Produced by clinicians from Monash Health, Royal Melbourne Hospital and Western Health.
COVID 19 is a highly contagious virus that has high hospitalisation rates as well as mortality, particularly for those with underlying medical conditions which make them more vulnerable. Both sickle cell and thalassaemia have been designated as vulnerable conditions in the context of risk for hospitalisation and death from COVID. Vaccines are the best available defence against severe COVID 19 disease and death.
The Thalassaemia International Federation has categorized “highest risk” and “high risk” thalassaemia with any two of the following:
- Over the age of 50 years
- Transfusion dependent
- Non- transfused with haemoglobin less than 70g/L for more than two years
- Receiving iron chelation therapy
- Splenectomised persons or persons with asplenia
- Other medical conditions – diabetes, heart disease, lung disease
Therefore, all international advocacy groups for haemoglobinopathies including Thalassaemia International Federation (TIF), the American Society of Hematology (ASH) and Cooleys Anaemia Foundation strongly recommended that all haemoglobinopathy patients be vaccinated against COVID-19.
There are currently 2 types of vaccines available in Australia; MRNA vaccines (Pfizer BioNTech COVID 19) and viral vector vaccines which have been modified so they cannot grow in humans (AstraZeneca). Both vaccines are extremely effective at reducing hospitalisation and severe disease and death. This has been demonstrated in large clinical trials involving tens of thousands of participants. Additionally, both vaccines are extremely safe and have been given to millions of people globally with overwhelmingly very limited severe side effects.
Currently, anyone aged over 12 years is eligible for COVID-19 immunization.
Is COVID-19 immunization recommended for people with thalassaemia?
COVID-19 vaccines are NOT contraindicated and strongly encouraged for adults and youth, including those who have had COVID-19 infection. Parents, carers and family members of those with thalassaemia and sickle cell also need to be vaccinated to avoid passing it on to affected family members.
As you are aware, Victoria is currently experiencing large numbers of COVID 19 cases. Indeed, hospitalisation rate, ICU admissions and numbers of patients requiring ventilator support are increasing. It is therefore imperative that you as well as your family and friends get vaccinated as soon as possible.
It is the most important health measure you can take to protect yourself, your family and your community from severe illness and death from COVID-19.

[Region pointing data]
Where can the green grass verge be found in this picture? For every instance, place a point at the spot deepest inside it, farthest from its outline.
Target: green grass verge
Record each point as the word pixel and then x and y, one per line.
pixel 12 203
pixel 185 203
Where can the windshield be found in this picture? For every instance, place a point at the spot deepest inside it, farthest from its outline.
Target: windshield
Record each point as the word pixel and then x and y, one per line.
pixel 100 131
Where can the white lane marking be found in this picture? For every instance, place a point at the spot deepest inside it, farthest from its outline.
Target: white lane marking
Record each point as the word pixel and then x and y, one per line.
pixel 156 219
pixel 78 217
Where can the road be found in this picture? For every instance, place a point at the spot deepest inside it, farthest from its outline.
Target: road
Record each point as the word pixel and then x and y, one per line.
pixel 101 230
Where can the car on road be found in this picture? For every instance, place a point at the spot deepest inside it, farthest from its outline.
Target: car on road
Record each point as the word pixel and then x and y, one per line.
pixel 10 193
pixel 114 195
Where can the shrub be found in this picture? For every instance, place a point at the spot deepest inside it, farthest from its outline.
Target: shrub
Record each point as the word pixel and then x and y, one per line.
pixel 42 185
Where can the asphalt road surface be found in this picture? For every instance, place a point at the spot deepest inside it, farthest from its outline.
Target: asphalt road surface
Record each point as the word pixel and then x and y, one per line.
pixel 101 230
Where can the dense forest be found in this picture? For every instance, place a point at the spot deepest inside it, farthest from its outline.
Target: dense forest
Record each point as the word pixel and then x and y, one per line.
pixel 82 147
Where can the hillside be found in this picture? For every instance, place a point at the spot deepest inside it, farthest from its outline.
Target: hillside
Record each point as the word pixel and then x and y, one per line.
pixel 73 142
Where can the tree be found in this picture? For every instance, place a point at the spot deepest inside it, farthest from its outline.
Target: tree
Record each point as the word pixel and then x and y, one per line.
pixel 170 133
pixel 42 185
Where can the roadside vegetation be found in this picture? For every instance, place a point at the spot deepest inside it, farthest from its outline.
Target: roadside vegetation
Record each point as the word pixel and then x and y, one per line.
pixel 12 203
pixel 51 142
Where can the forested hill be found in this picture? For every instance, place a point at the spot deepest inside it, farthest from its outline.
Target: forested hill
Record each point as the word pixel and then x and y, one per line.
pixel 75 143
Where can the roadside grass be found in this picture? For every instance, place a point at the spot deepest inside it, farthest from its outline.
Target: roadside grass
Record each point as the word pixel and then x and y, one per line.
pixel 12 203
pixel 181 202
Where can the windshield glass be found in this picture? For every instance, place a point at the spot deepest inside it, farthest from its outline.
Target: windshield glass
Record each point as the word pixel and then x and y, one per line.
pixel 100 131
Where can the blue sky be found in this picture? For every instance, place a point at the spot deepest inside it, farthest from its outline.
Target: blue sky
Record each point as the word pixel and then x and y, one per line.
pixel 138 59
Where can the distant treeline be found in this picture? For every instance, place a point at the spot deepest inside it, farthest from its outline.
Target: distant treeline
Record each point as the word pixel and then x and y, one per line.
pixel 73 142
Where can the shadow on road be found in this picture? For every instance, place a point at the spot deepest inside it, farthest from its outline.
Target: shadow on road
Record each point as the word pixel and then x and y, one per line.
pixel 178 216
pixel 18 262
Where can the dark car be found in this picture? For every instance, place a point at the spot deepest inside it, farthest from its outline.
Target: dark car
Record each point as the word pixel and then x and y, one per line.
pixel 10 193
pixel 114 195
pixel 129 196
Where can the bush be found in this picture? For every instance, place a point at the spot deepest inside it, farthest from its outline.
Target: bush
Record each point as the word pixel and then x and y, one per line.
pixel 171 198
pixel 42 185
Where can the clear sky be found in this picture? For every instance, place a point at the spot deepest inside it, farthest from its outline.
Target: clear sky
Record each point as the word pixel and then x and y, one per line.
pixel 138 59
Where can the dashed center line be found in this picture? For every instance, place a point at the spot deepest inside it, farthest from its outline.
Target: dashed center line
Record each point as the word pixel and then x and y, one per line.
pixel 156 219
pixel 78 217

:: PROBLEMS TO SOLVE ::
[a] Translate this sentence from the COVID-19 vaccination text into Spanish: "Currently, anyone aged over 12 years is eligible for COVID-19 immunization."
[b] Rewrite the passage of the COVID-19 vaccination text between "COVID-19 vaccines are" and "affected family members.", inclusive, substituting "adolescents" for "youth".

:: YOUR WRITTEN ANSWERS ::
[a] Actualmente, toda persona mayor de 12 años es elegible para la inmunización contra la COVID-19.

[b]
COVID-19 vaccines are NOT contraindicated and strongly encouraged for adults and adolescents, including those who have had COVID-19 infection. Parents, carers and family members of those with thalassaemia and sickle cell also need to be vaccinated to avoid passing it on to affected family members.